▶ WHAT THE TASK REQUIRES:
Every entry must be copied word for word.

▶ RAW DATA:
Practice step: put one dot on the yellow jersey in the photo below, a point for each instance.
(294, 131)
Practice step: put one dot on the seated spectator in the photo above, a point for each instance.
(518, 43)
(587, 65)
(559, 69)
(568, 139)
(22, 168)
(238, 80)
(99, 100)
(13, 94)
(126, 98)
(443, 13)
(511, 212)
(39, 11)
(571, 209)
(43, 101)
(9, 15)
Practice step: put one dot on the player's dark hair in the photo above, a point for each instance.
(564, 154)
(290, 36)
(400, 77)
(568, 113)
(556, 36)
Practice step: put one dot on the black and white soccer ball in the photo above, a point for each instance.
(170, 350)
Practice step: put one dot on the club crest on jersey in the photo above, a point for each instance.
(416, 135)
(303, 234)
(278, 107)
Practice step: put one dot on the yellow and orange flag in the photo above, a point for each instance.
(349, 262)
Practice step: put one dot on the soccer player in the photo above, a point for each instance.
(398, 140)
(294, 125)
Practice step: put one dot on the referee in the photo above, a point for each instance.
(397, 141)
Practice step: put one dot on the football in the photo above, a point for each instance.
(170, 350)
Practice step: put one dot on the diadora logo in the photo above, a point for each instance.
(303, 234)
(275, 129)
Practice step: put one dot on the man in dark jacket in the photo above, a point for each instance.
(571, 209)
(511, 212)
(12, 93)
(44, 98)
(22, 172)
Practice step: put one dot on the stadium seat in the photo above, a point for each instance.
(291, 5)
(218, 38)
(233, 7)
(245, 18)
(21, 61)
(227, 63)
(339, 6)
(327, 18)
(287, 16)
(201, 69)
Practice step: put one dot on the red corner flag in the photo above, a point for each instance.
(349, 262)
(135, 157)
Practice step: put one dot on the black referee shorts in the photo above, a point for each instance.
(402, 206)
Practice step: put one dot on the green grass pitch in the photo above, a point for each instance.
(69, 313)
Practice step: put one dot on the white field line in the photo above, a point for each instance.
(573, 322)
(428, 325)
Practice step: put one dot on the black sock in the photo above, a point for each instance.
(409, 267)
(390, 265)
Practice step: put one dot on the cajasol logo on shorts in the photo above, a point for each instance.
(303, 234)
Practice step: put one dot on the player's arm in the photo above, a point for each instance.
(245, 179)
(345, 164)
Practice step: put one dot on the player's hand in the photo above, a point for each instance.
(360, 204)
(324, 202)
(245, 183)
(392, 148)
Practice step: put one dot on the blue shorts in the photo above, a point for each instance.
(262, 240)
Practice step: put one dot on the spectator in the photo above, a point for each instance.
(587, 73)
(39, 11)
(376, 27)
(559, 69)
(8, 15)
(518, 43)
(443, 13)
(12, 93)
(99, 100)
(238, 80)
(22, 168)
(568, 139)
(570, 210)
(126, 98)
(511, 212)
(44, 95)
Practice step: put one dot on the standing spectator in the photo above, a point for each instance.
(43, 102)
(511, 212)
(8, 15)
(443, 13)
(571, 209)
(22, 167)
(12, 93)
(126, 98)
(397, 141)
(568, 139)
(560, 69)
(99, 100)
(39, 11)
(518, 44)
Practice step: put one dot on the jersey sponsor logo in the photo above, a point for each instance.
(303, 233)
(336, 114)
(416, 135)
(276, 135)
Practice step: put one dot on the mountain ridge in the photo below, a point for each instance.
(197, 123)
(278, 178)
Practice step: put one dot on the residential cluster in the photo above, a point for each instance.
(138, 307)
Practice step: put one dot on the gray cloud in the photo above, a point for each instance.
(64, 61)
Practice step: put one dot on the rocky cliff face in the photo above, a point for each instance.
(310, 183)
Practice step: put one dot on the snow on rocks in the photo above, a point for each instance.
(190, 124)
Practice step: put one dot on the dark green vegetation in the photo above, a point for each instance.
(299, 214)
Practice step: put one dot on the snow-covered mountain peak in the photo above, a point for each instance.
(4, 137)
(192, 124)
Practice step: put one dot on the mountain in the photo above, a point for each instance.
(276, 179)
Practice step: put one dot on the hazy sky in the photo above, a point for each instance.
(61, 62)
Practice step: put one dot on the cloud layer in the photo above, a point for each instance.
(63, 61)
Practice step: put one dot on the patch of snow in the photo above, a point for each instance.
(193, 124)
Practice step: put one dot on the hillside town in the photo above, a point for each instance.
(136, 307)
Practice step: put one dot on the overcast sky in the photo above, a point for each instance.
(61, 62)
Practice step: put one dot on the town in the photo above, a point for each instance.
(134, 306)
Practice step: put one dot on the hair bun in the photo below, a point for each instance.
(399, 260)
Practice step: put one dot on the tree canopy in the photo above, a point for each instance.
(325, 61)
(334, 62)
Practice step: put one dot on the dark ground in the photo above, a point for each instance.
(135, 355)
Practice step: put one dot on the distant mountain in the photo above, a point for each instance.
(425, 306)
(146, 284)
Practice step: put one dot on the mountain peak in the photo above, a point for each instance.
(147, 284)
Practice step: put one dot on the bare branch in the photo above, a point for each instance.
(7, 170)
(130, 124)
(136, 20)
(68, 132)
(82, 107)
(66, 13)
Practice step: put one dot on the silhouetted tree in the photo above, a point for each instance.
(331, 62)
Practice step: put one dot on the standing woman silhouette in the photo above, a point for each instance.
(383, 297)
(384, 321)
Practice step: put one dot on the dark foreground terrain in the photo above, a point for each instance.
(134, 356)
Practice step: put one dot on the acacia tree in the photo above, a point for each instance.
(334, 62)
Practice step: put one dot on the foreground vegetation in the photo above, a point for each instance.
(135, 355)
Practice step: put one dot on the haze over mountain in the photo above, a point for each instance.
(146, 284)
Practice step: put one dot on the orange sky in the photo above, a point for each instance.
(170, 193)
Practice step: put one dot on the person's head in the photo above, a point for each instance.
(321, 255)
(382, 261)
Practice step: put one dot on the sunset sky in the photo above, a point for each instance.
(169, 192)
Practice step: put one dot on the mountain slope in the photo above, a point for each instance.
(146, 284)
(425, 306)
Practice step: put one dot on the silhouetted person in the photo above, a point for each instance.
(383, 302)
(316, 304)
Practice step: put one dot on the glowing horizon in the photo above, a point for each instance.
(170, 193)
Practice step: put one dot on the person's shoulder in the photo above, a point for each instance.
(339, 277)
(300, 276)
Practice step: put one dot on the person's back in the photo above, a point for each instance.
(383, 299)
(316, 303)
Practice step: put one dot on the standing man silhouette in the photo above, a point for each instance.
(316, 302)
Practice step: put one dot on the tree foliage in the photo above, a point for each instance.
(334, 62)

▶ OUTPUT BELOW:
Practice step: put one dot on the yellow jersey in the photo below, a point for each instance.
(294, 131)
Practice step: put one dot on the seated spectator in the photo above, a point for each instance.
(518, 43)
(587, 65)
(559, 69)
(568, 139)
(22, 168)
(238, 80)
(99, 100)
(13, 94)
(126, 98)
(443, 13)
(511, 212)
(39, 11)
(571, 209)
(43, 101)
(9, 15)
Practice step: put one dot on the player's dark hair in the photo above, a point for each instance.
(564, 154)
(290, 36)
(400, 77)
(568, 113)
(556, 36)
Practice step: put one dot on the black and white soccer ball in the photo above, a point for each instance.
(170, 350)
Practice step: put one dot on the club crest on jersey in the photo above, a point for each instance.
(416, 135)
(303, 234)
(278, 107)
Practice step: put one dot on the yellow and orange flag in the photo above, a point for each instance.
(349, 262)
Practice step: put one dot on the soccer player in the photo above, a point for each instance.
(398, 140)
(294, 125)
Practice step: put one dot on the referee in the photo above, a point for each instance.
(397, 141)
Practice step: put one dot on the football in the photo above, a point for each instance.
(170, 350)
Practice step: put one dot on the diadora logo in the photo above, a point for each instance.
(303, 234)
(275, 129)
Practice step: put one dot on the man in dark jacket in the photo above, a point for each instance.
(571, 209)
(511, 212)
(12, 93)
(44, 98)
(22, 172)
Practice step: put one dot on the stadium seat in the photo above, a point for each instance.
(291, 5)
(218, 38)
(233, 7)
(245, 18)
(21, 61)
(227, 63)
(339, 6)
(327, 18)
(287, 16)
(201, 69)
Practice step: put one dot on the red corner flag in the photo above, a point for each instance.
(349, 262)
(135, 157)
Practice step: put one dot on the black referee shorts in the photo above, a point for each instance.
(402, 206)
Practice step: put one dot on the green grass pitch in the photo above, a point for each instance.
(69, 313)
Practice step: put one dot on the white field line in the photo above, a point for each instance.
(573, 322)
(428, 325)
Practice step: put one dot on the black sock in the photo above, a point for each instance.
(409, 267)
(390, 265)
Practice step: put one dot on the cajasol logo on shorts in the photo above, a point for each instance.
(303, 234)
Practice step: put one dot on the player's arm in the photo above, a point for each instance.
(245, 179)
(345, 164)
Practice step: put one dot on the player's hand in the photo above, a point for each instance.
(360, 204)
(324, 202)
(245, 183)
(392, 148)
Practice step: put one dot on the blue shorts in the photo above, a point for each instance.
(262, 240)
Practice step: put one dot on the spectator in the photo above, a point for each instance.
(587, 73)
(39, 11)
(376, 27)
(559, 69)
(8, 15)
(518, 43)
(443, 13)
(12, 93)
(99, 100)
(238, 80)
(22, 168)
(568, 139)
(570, 210)
(126, 98)
(511, 212)
(44, 95)
Practice step: put one dot on the standing spectator in the photo above, a point for each instance.
(43, 102)
(511, 212)
(8, 15)
(443, 13)
(571, 209)
(22, 167)
(12, 93)
(126, 98)
(397, 141)
(568, 139)
(560, 69)
(99, 100)
(39, 11)
(518, 44)
Practice step: put one dot on the jersey sponsor logo in the photo above, a point for each instance.
(303, 233)
(336, 114)
(416, 135)
(276, 135)
Practice step: put one dot on the mountain ridge in the photo below, a point for each instance.
(197, 123)
(278, 178)
Practice step: put one dot on the residential cluster in the photo above, a point for each instance.
(138, 307)
Practice step: put one dot on the gray cloud in the photo above, a point for each instance.
(64, 61)
Practice step: put one dot on the rocky cliff face in the photo above, a point for each instance.
(310, 183)
Practice step: put one dot on the snow on rocks in the photo above, a point for each instance.
(190, 124)
Practice step: put one dot on the dark green vegetation in the photo above, a point for each instance.
(299, 214)
Practice step: put one dot on the snow-covered mountain peak in the photo above, a point for each instance.
(4, 137)
(192, 124)
Practice step: put one dot on the mountain in the photo above, a point for each instance.
(276, 179)
Practice step: put one dot on the hazy sky in the photo above, a point for each instance.
(61, 62)
Practice step: put one dot on the cloud layer in the photo above, a point for each instance.
(63, 61)
Practice step: put one dot on the patch of snow in the photo above, a point for each instance.
(193, 124)
Practice step: put one dot on the hillside town in the photo above, a point for each instance.
(136, 307)
Practice step: put one dot on the overcast sky in the photo above, a point for each instance.
(61, 62)
Practice step: put one dot on the town in the photo above, a point for each instance.
(134, 306)
Practice step: put one dot on the hair bun in the photo below, a point for each instance.
(399, 260)
Practice step: put one dot on the tree canopy in the photo above, a point for each instance.
(325, 61)
(334, 62)
Practice step: put one dot on the dark ground in the photo above, a point for each instance.
(135, 355)
Practice step: put one dot on the distant mountain in the photo above, a point for each instance.
(425, 306)
(146, 284)
Practice step: put one dot on the mountain peak in the photo above, a point for each instance.
(147, 284)
Practice step: put one dot on the bare branch in the photo above, a point for each instance.
(7, 170)
(130, 124)
(136, 20)
(68, 132)
(82, 107)
(66, 13)
Practice step: put one dot on the silhouetted tree in the photo above, a point for each instance.
(331, 62)
Practice step: put one dot on the standing woman silhouette in the photo above, a point for each instance.
(383, 297)
(384, 321)
Practice step: put one dot on the dark foreground terrain in the photo above, a point for each instance.
(134, 356)
Practice step: put one dot on the acacia tree in the photo above, a point for each instance.
(334, 62)
Practice step: put one dot on the foreground vegetation in the photo above, a point for each instance.
(135, 355)
Practice step: put one dot on the haze over mountain in the photo above, a point for each instance.
(146, 284)
Practice step: put one dot on the orange sky in the photo above, a point for each instance.
(170, 193)
Practice step: put one dot on the person's head in the photo above, a point for each instance.
(321, 255)
(382, 261)
Practice step: put one dot on the sunset sky in the photo above, a point for each instance.
(169, 192)
Practice step: put one dot on the mountain slope in the photo above, a point for each instance.
(146, 284)
(425, 306)
Practice step: put one dot on the silhouetted person in the photo above, a point for each instance.
(383, 302)
(316, 304)
Practice step: put one dot on the glowing horizon in the photo above, a point for each instance.
(170, 193)
Practice step: put one dot on the person's shoulder in the photo above, a point for each instance.
(339, 277)
(300, 276)
Practice step: put one dot on the person's back in the photo above, a point for each instance.
(383, 299)
(316, 303)
Practice step: put one dot on the standing man silhouette in the photo above, a point for each instance.
(316, 302)
Practice step: put one dot on the tree foliage in the photo above, a point for each instance.
(334, 62)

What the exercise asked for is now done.